Que nous révèlent ces images (prises de 16 km) ? La longueur d'onde d'obtention n'étant pas indiquée, il n'est pas sûr que les nuances de gris seraient ce que verrait exactement un œil humain. Mais ces réserves faites, on voit très nettement trois ensembles : des terrains clairs (en haut de l'image), parcourus par tout un réseau de vallées, avec affluents, confluents, rivières principales…, ces "rivières" se jetant dans des terrains sombres, plats et uniformes, qui ressemblent à s'y méprendre à une mer, séparée des terrains clairs (des terres ?) par une "ligne de rivage" très nette. Ces "rivières" se jettent dans "la mer" dans des zones qui ressemblent beaucoup à des embouchures. Il y aurait des "îles" à proximité de la "côte" . En bas à droite, les bandes blanches correspondraient probablement à des nuages, soit, beaucoup moins probablement, à des "îles" beaucoup plus claires. Mais, d'après ce que nous savons, Huygens s'est posé sur ces terrains sombres, quelque part à droite, en bas. Comme il s'est posé sur un terrain solide, on peut émettre des doutes sérieux sur la nature liquide des terrains sombres, à moins que Huygens se soit posé sur une "île" basse.

À 8 km d'altitude, Huygens à pris des images "obliques". L'ESA a publié une image "individuelle" (figure 5) et une mosaïque qui montre le panorama sur 360° (figure 6).

Figure 5. Mosaïque de trois images du module Huygens montrant une vue oblique de la "ligne de côte"

La longueur du rivage de gauche à droite est d'environ 3 km.


Figure 6. Mosaïque sur 360° d'images obliques prises par Huygens à environs 8 km d'altitude au-dessus de Titan

Une "ligne de rivage" identique à celle de la figure 7 se voit bien en haut à gauche. Les bandes sinueuses et tâches blanches du 1er plan seraient des bandes nuageuses, ou éventuellement des "îles". Le site d'atterrissage est symbolisé par un cercle rouge.


Anthony Liekens (http://anthony.liekens.net/index.php/Main/Huygens) a retravaillé cette mosaïque en l'agrandissant et en s'inspirant des couleurs obtenues au sol (figure 7). La figure 8 permet de faire la correspondance entre les vues verticales et les vue obliques au niveau de la "côte".

Version colorisée de la mosaïque de la figure 6, en s'inspirant des couleurs obtenues au sol

Figure 7. Version colorisée de la mosaïque de la figure 6, en s'inspirant des couleurs obtenues au sol

Le site d'atterrissage est repéré par un cercle rouge.

(Entrées de pointage d'objets étiquetés)

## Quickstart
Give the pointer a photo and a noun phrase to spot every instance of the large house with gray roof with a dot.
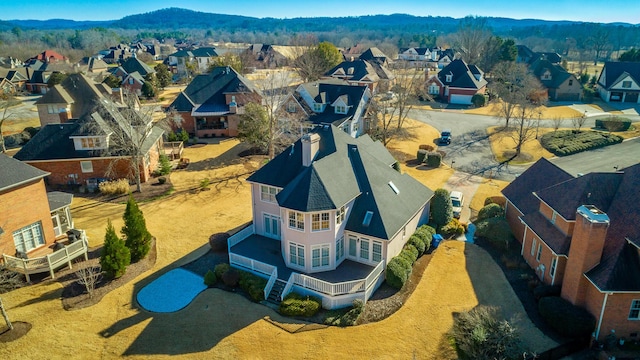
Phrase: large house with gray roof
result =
(620, 82)
(212, 103)
(582, 234)
(457, 82)
(328, 213)
(31, 218)
(330, 101)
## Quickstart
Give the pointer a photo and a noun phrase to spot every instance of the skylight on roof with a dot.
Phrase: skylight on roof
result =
(367, 218)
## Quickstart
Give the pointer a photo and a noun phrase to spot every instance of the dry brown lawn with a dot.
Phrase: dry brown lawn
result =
(503, 146)
(223, 325)
(547, 112)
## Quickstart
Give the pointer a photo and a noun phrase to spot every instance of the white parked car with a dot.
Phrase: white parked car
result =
(457, 200)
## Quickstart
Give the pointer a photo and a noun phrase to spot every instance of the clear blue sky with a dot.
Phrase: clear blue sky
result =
(577, 10)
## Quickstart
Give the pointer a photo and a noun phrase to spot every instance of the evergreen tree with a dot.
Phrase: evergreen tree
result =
(136, 236)
(441, 208)
(115, 256)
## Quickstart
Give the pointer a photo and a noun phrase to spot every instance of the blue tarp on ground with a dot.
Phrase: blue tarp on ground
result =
(171, 292)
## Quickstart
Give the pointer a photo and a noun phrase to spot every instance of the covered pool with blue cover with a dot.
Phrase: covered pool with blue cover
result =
(171, 292)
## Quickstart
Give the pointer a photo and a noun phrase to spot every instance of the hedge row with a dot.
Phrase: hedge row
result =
(295, 304)
(567, 142)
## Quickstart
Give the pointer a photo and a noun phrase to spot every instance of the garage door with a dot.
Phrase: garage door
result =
(460, 99)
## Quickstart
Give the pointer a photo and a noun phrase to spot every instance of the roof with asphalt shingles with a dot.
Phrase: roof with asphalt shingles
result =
(345, 169)
(15, 173)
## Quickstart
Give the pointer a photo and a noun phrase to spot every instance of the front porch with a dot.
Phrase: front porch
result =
(337, 288)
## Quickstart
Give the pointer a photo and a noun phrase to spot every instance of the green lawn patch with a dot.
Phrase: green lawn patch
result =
(567, 142)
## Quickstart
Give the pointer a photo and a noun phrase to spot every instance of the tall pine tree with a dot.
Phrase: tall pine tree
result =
(136, 236)
(115, 256)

▸ Consigne
Reproduisez sans rien changer le passage du texte sur les images de Titan prises par Huygens qui commence aux mots « Figure 5. Mosaïque de trois » et se termine après « est d'environ 3 km. ».

▸ Résultat obtenu
Figure 5. Mosaïque de trois images du module Huygens montrant une vue oblique de la "ligne de côte"

La longueur du rivage de gauche à droite est d'environ 3 km.